**PROBLEMS TO SOLVE**.
a) In the reply about MongoDB journaling with data files on NFS, say whether each statement agrees with the text. Answer yes or no for each and quote the deciding words. (i) Turning off journaling ends the heavy network transfer. (ii) The reason NFS files behave this way has been definitively diagnosed. (iii) The writer found people who had tested putting the journal on local storage.
b) Answer these questions from the reply about MongoDB journaling with data files on NFS.
(i) In the current working theory, which two views are the data files mapped for?
(ii) What does the writer call running without journaling?
(iii) To test the folklore, what would be done after building an NFS-based system that experienced the problem?

[EXCERPTED PASSAGE]

Thanks for your follow-up.  Let me address your questions in line.

> The journal flush causes the remapping operation between shared view data files and private view data files in RAM. IIUC from earlier mention posts, the data files will be transferred again over network for this remapping operation because NFS is stateless. Am I correct? 

I've been looking into this a bit deeper.  What we know for a fact is that if you have data files stored on NFS and journaling enabled, you'll have massive data transfer rates, looking as if the entire set of data files gets shipped over the network multiple times.  We also know for a fact that if you disable journaling this behavior stops.  (Don't try that one at home -- running without journaling is a recipe for data loss!)

However, nobody I can find has actually figured out *why* NFS files have this behavior.  Our current working theory is that the double-mapping of the data files (one for the shared view and one for the private view) confuses the NFS client into thinking that there are two processes accessing the same data files.  This theory says that the NFS cache gets invalidated at each remapping, and so the NFS client re-requests the file at each remapping.

But to be clear -- nobody has diagnosed this definitively.  All we have is a theory.

> And this will happen no matter where journal is. That is, even if journal is on local disk and data files are on NFS, the same issues with remapping will apply here also.

There's a piece of MongoDB folklore that says that you can alleviate NFS problems by putting the journal on local storage.  I cannot find anyone who has tested this.  To test it, you'd have to build a NFS-based system which *did* experience the problem (meaning that it would have to be running a significant load -- see my previous comment in a different thread for details ) and then move the journal files to local storage.  Depending on whether or not moving the journal files fixed the high network overhead, we'd know whether or not this folklore is correct or not.

[/EXCERPTED PASSAGE]
[DATA BELOW]

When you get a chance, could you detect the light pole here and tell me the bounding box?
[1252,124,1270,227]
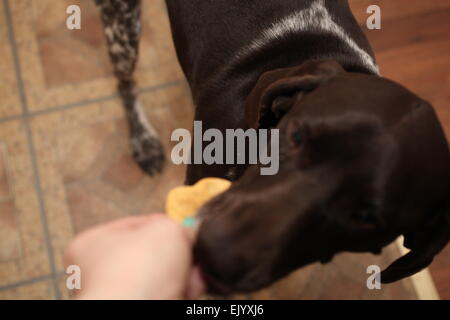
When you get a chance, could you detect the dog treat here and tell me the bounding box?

[/DATA BELOW]

**EXPECTED RESULTS**.
a)
(i) Yes: "We also know for a fact that if you disable journaling this behavior stops."
(ii) No: "But to be clear -- nobody has diagnosed this definitively."
(iii) No: "I cannot find anyone who has tested this."

b)
(i) One mapping is for the shared view and one is for the private view.
(ii) A recipe for data loss.
(iii) The journal files would be moved to local storage.